AVAILABLE DATA:
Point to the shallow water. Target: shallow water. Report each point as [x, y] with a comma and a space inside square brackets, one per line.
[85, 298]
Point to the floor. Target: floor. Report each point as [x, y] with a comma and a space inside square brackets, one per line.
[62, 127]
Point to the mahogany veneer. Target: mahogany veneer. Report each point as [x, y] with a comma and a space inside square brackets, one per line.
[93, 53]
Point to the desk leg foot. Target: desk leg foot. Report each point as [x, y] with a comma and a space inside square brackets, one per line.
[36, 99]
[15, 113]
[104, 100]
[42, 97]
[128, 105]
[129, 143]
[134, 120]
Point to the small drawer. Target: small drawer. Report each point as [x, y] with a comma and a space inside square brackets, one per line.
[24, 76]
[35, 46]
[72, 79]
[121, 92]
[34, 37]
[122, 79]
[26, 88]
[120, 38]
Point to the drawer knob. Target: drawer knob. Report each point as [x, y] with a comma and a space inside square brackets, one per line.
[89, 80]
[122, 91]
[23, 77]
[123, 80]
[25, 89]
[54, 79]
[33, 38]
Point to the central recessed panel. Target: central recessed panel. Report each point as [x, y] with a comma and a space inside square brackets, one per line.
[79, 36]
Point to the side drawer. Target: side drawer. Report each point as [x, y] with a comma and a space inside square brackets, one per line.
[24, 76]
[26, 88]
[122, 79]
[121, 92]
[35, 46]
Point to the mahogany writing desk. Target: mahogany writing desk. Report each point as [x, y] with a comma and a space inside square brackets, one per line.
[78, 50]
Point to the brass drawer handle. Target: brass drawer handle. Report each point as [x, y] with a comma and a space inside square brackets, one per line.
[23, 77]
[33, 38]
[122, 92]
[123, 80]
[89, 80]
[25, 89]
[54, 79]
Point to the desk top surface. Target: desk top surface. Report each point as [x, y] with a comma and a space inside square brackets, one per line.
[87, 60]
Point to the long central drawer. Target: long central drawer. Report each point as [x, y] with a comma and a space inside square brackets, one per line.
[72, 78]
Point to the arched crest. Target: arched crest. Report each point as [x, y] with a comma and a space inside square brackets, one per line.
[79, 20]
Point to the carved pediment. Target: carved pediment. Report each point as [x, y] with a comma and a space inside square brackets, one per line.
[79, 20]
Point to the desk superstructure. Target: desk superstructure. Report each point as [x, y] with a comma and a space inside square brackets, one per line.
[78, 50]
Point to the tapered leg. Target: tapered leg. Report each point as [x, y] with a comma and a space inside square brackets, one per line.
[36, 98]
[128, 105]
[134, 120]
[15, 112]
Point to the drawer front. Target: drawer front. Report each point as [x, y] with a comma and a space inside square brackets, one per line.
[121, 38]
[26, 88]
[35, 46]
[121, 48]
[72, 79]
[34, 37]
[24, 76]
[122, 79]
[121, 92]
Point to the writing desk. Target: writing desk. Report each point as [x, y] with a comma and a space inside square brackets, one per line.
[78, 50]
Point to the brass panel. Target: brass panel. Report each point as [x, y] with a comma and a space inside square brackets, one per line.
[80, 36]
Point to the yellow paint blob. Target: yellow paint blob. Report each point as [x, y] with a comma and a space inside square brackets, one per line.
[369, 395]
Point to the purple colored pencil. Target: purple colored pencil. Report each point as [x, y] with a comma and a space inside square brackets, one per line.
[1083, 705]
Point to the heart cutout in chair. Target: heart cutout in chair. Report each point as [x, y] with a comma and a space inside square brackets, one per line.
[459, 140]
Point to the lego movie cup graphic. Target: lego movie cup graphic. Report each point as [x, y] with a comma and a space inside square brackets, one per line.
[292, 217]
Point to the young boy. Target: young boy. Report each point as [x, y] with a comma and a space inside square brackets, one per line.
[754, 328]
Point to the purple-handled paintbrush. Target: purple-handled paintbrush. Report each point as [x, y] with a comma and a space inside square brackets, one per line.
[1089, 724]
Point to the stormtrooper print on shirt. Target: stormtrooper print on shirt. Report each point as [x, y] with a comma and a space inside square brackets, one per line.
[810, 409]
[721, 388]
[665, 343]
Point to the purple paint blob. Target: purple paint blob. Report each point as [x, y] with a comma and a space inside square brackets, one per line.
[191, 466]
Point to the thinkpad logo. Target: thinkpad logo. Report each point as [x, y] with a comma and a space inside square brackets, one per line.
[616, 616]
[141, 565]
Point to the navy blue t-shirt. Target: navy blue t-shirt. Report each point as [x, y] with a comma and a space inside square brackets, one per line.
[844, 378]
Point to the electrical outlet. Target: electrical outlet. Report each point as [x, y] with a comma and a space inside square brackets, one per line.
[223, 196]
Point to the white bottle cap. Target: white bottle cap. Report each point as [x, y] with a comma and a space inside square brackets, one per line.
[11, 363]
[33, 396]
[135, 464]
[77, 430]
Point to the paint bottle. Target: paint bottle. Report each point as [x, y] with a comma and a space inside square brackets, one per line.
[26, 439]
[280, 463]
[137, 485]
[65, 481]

INSTRUCTION: Take the entries above and transcribe them in full.

FINISHED TASK:
Point to the shallow water. Target: shallow water. Report each point as [x, y] with a comma and a space inside square brackets, one per line.
[85, 298]
Point to the floor. Target: floor. Report each point as [x, y] with a comma and a space inside square brackets, one per line.
[62, 127]
Point to the mahogany veneer. Target: mahogany veneer. Report each point as [x, y] with a comma and a space inside square brackets, one per line.
[93, 53]
Point to the desk leg foot. Target: desk leg foot. Report each point as [x, y] with a comma and a space inside square brackets, one per line.
[36, 99]
[15, 113]
[104, 100]
[42, 97]
[128, 105]
[129, 143]
[134, 120]
Point to the small drawer. Target: small drawer. Report each point as [x, y] with a comma and a space inside square brackets, one per line.
[24, 76]
[35, 46]
[72, 79]
[121, 92]
[34, 37]
[122, 79]
[26, 88]
[120, 38]
Point to the drawer knob. Target: drawer knob. Report each point as [x, y] with a comma and a space inside square brackets, one per line.
[89, 80]
[122, 91]
[23, 77]
[123, 80]
[25, 89]
[54, 79]
[33, 38]
Point to the central recessed panel. Target: central recessed panel. Report each point as [x, y] with a comma and a space inside square brackets, one per line.
[79, 36]
Point to the side drawer. Target: side drawer. Report each point as [x, y] with a comma and a space inside square brackets, one per line.
[24, 76]
[26, 88]
[122, 79]
[121, 92]
[35, 46]
Point to the mahogany writing desk. Target: mahogany writing desk. Report each point as [x, y] with a comma and a space inside square brackets, one per line.
[78, 50]
Point to the brass drawer handle. Target: brass drawer handle. Report each point as [x, y] with a comma and a space inside square brackets, one per line.
[23, 77]
[33, 38]
[122, 92]
[123, 80]
[89, 80]
[25, 89]
[54, 79]
Point to the desk top surface. Target: desk top surface. Report each point as [x, y] with a comma and a space inside square brackets, one per line.
[87, 60]
Point to the long central drawer. Target: long central drawer. Report each point as [x, y] with a comma and a space inside square brackets, one per line.
[72, 78]
Point to the arched crest. Target: arched crest. Report each point as [x, y] with a comma and a space inside square brackets, one per line.
[79, 20]
Point to the carved pediment. Target: carved pediment. Report each point as [x, y] with a comma and a space inside square brackets, one per line.
[79, 20]
Point to the desk superstructure. Target: desk superstructure. Report each point as [x, y] with a comma and a space inside square brackets, one per line.
[78, 50]
Point to the tapered leg. Target: tapered leg. Report each point as [x, y] with a comma and a space inside square brackets, one per line.
[36, 98]
[128, 105]
[134, 120]
[15, 112]
Point to the drawer front. Target: drawer front. Report each point as [x, y] with a comma and a space inside square brackets, one per line.
[121, 38]
[26, 88]
[35, 46]
[121, 48]
[72, 79]
[34, 37]
[24, 76]
[122, 79]
[121, 92]
Point to the writing desk. Target: writing desk. Report each point as [x, y] with a comma and a space inside square brackets, one per line.
[78, 50]
Point to the brass panel. Target: brass panel. Report each point as [x, y] with a comma and a space inside square brackets, one per line.
[80, 36]
Point to the yellow paint blob. Target: yellow paint blob. Report each point as [x, y] with a comma and a space inside square brackets, one per line.
[369, 395]
Point to the purple colored pencil. Target: purple colored pencil. Report each point as [x, y] with a comma and a space inside square brackets, one per line.
[1083, 705]
Point to the heart cutout in chair. Target: heart cutout in chair. Report each point as [x, y] with a comma and a space inside square brackets, one per line.
[459, 140]
Point to the lego movie cup graphic. Target: lego movie cup graphic. Report each point as [x, y] with a comma and a space inside square brackets, one per line.
[292, 217]
Point to the young boy. Target: young boy. Report each point as [x, y] with a comma and a space inside square brackets, one per line.
[754, 328]
Point to the purple-handled paintbrush. Target: purple-handled paintbrush. Report each point as [x, y] with a comma and a space inside square brackets, one per line.
[1089, 724]
Point to the stormtrooper print on shirt. Target: stormtrooper print on shirt. Report each point as [x, y] with a comma and a space inside square brackets, one per line.
[810, 409]
[721, 388]
[665, 343]
Point to the purple paint blob. Target: purple paint blob. Report each point as [x, y] with a comma and a space inside square brackets, one per line.
[191, 466]
Point to the thinkpad logo. Target: thinkpad logo. Report each point as [x, y] with a comma and a space inside square brackets, one per line.
[616, 616]
[141, 565]
Point to the navy blue t-shirt. Target: navy blue t-shirt. Report each point as [x, y] with a comma and a space inside square brackets, one per line.
[844, 378]
Point to the electrical outlet. Target: electrical outlet. Report each point as [x, y] with a comma and a space inside square brackets, one per line.
[223, 196]
Point to the white bottle cap. Target: white bottle cap. Report each point as [x, y] with a comma and a space inside square brackets, one per line.
[11, 363]
[33, 396]
[135, 464]
[77, 430]
Point to the paint bottle. Target: paint bottle. Report each point as [x, y] with a comma and a space inside square brackets, one per line.
[26, 439]
[280, 463]
[137, 485]
[65, 481]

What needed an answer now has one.